> What is needed: Copy out verbatim the lines between the one holding "Return the outline of every instance of the video" and the one holding "270 78 L 236", inclusive.
Start
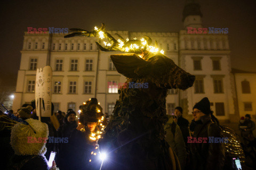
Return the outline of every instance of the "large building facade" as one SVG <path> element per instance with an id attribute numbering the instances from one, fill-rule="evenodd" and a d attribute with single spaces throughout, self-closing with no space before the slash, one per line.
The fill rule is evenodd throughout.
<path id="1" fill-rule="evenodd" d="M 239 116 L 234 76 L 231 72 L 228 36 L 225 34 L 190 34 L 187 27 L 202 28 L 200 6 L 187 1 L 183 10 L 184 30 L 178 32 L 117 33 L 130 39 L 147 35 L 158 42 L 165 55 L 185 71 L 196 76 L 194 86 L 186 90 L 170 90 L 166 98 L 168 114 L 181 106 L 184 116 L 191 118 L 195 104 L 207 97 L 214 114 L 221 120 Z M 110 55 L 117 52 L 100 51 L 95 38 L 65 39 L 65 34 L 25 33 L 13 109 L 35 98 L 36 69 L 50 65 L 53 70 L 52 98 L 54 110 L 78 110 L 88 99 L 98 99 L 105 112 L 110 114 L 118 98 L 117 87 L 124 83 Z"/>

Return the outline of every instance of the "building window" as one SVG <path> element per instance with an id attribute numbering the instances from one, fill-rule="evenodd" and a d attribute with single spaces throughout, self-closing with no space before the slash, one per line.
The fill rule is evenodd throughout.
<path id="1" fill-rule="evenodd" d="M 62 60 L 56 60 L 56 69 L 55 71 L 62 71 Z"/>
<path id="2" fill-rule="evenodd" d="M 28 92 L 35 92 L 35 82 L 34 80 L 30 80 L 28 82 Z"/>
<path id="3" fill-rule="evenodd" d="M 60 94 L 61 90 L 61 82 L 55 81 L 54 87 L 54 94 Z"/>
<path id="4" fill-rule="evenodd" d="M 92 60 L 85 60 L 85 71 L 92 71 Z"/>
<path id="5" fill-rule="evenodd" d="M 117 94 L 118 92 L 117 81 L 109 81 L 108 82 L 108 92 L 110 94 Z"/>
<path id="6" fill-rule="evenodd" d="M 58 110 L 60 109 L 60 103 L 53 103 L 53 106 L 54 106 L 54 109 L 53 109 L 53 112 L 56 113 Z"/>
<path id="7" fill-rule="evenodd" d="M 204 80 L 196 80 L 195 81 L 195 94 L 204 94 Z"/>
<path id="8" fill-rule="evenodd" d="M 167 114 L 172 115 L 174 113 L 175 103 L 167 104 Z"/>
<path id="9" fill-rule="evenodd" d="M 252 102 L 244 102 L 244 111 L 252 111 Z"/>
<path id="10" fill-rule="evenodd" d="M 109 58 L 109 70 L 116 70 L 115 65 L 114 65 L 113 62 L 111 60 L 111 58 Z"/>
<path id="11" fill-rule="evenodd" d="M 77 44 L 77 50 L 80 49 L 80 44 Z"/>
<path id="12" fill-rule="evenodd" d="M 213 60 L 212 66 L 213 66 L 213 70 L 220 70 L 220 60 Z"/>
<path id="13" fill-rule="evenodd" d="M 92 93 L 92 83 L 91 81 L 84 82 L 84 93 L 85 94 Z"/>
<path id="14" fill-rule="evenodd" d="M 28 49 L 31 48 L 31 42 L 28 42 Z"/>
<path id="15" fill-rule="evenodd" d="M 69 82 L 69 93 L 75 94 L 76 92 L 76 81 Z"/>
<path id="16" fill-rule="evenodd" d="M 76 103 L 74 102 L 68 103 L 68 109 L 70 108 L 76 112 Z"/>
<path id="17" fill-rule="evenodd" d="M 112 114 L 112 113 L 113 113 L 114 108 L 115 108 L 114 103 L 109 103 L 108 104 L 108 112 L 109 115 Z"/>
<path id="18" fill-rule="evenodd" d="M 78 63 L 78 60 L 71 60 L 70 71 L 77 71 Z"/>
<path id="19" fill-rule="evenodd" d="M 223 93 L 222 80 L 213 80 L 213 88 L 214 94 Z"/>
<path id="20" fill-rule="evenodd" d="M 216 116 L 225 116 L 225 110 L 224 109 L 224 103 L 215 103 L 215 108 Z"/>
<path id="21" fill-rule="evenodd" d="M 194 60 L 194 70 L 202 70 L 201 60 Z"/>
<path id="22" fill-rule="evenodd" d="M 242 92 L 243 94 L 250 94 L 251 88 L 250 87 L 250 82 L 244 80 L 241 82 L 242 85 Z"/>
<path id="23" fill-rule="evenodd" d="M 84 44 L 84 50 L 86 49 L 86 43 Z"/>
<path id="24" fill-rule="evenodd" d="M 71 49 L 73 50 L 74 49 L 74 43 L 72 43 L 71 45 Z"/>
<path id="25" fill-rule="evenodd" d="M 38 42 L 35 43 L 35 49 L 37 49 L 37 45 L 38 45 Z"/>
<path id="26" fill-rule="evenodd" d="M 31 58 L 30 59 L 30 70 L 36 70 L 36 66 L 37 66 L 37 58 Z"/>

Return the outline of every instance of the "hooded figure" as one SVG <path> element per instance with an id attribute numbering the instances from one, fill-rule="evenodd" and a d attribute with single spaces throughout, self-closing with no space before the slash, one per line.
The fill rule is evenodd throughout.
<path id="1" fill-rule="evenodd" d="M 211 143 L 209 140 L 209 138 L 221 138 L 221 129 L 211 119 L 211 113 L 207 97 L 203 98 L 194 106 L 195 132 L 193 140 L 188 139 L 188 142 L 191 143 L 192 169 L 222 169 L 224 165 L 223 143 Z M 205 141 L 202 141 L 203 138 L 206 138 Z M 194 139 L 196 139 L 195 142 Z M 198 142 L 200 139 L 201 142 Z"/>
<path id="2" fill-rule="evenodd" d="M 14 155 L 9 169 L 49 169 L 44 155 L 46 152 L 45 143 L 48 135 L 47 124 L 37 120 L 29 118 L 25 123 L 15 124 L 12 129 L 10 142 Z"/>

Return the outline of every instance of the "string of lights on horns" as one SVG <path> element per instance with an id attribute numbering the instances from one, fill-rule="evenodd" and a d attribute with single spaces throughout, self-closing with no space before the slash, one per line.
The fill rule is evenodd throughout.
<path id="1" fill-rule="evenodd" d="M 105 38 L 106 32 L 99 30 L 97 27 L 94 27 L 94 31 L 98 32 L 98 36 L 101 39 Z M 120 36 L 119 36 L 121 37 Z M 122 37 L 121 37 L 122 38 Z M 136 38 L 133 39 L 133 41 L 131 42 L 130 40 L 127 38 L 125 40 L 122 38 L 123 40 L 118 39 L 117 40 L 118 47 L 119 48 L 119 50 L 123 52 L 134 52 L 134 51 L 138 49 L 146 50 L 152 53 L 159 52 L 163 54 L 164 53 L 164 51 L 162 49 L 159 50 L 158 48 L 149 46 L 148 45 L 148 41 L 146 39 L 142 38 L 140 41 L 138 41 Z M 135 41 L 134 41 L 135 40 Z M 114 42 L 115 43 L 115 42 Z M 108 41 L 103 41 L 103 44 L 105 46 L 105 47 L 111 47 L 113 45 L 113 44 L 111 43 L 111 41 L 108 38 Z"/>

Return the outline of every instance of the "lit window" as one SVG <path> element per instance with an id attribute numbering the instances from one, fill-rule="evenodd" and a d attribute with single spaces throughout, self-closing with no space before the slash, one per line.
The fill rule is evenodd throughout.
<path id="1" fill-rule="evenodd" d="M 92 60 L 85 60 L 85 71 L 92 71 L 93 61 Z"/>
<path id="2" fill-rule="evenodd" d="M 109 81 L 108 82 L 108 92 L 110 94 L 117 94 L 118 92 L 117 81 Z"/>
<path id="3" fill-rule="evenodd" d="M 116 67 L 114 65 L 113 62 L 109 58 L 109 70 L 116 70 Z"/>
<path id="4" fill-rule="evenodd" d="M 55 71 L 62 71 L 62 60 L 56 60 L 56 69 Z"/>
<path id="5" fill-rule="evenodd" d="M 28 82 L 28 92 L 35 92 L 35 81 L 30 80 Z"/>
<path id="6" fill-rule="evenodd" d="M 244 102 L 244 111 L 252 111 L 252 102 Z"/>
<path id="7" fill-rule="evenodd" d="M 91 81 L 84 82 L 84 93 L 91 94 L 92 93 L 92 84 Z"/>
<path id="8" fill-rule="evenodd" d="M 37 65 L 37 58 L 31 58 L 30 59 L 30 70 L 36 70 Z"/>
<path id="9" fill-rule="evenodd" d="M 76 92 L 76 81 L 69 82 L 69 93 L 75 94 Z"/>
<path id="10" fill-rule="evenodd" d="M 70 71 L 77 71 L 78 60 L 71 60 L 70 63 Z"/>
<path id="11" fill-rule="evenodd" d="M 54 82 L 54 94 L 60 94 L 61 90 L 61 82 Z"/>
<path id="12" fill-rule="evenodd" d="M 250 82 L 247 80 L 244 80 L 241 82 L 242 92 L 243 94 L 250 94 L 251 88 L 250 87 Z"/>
End
Start
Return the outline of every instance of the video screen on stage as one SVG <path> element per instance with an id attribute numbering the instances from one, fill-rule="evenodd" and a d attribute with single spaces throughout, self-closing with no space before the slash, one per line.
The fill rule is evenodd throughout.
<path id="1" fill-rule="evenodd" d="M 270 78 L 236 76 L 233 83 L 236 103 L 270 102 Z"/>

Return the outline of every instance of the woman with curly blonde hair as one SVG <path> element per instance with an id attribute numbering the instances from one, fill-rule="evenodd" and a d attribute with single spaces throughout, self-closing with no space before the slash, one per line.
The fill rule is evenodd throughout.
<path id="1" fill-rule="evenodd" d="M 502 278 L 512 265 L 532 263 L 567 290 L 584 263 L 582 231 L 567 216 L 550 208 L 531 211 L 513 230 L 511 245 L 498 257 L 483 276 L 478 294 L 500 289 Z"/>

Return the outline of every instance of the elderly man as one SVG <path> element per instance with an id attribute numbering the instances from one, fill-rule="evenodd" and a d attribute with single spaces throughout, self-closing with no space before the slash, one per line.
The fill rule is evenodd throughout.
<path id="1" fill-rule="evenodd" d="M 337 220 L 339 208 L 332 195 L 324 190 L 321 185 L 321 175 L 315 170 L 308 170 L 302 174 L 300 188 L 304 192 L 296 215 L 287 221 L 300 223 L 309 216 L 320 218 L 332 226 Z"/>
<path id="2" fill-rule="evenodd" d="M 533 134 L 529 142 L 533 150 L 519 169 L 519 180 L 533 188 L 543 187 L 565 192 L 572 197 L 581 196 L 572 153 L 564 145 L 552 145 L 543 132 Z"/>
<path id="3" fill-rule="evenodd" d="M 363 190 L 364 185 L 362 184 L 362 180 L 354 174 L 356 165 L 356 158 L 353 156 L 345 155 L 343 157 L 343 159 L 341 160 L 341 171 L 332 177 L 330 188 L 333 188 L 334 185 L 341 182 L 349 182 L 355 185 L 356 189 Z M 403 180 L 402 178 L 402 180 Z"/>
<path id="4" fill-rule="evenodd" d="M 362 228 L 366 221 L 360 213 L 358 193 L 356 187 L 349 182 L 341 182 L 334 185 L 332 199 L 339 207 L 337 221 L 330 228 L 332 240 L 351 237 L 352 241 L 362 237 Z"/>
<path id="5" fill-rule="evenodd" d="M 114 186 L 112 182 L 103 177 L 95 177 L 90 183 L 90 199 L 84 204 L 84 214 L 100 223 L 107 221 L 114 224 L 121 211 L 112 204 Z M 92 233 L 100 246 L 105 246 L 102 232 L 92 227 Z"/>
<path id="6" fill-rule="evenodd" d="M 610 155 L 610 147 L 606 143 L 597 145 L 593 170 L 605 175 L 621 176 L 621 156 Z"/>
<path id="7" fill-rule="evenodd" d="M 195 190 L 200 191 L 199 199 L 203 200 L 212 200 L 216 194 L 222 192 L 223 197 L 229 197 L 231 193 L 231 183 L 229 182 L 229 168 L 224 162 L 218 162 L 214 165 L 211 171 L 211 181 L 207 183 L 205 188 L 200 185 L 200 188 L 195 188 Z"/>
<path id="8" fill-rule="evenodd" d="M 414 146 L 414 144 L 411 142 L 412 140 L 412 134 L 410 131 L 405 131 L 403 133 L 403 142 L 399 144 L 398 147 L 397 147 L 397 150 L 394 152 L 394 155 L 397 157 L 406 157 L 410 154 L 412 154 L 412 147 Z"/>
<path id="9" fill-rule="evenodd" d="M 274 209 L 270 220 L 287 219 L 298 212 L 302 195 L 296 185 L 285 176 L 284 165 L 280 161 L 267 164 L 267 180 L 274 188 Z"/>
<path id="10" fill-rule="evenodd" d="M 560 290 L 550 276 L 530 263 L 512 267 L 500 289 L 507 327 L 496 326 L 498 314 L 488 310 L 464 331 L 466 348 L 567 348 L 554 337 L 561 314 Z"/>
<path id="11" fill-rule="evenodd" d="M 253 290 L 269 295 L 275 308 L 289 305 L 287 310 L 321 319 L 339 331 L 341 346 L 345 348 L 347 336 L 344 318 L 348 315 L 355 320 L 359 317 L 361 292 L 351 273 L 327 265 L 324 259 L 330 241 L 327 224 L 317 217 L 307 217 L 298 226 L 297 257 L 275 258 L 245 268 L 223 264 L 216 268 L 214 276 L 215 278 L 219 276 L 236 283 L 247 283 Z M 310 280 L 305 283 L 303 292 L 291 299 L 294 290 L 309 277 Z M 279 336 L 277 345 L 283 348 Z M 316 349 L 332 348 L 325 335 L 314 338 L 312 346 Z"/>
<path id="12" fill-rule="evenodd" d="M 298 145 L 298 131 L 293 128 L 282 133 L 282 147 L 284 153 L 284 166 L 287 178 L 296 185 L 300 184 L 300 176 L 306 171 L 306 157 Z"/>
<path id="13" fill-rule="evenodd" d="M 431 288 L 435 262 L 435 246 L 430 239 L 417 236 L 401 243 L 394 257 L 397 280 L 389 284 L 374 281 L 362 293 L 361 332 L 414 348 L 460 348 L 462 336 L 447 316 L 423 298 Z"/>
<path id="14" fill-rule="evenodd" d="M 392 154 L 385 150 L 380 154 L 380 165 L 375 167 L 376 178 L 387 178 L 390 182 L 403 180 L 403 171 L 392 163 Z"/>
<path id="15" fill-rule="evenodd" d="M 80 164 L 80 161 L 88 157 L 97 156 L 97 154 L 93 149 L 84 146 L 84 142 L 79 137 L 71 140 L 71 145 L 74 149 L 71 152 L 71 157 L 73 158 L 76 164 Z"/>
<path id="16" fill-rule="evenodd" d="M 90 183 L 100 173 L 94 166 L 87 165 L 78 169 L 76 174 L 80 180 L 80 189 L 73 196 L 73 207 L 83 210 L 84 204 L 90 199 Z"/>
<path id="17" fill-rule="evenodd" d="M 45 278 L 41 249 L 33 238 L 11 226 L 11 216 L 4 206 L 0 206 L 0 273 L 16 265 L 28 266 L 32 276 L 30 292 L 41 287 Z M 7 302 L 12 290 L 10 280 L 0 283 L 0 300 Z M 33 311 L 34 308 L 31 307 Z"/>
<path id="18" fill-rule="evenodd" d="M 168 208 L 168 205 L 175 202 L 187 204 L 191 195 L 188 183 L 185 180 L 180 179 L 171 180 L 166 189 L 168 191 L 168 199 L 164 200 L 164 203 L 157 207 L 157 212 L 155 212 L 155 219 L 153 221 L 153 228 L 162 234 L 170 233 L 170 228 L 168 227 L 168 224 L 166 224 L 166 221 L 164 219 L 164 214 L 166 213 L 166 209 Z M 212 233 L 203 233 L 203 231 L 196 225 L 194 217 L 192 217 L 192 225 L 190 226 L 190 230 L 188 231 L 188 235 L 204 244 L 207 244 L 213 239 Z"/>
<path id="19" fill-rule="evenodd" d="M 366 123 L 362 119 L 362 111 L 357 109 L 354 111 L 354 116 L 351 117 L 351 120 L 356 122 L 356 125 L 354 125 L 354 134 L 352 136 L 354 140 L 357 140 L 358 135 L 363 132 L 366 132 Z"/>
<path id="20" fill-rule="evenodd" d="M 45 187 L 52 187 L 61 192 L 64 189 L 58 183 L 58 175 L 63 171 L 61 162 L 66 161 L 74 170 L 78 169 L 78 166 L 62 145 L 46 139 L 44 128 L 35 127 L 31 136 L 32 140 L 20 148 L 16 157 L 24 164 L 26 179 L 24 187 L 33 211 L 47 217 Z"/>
End
> Task answer:
Return the outline of every instance of the video screen on stage as one SVG <path> element per instance with an id attribute numbering the instances from one, fill-rule="evenodd" and a d attribute with single spaces throughout, self-closing with no space before the slash, one per line.
The fill rule is evenodd throughout.
<path id="1" fill-rule="evenodd" d="M 270 78 L 236 76 L 233 83 L 236 103 L 270 102 Z"/>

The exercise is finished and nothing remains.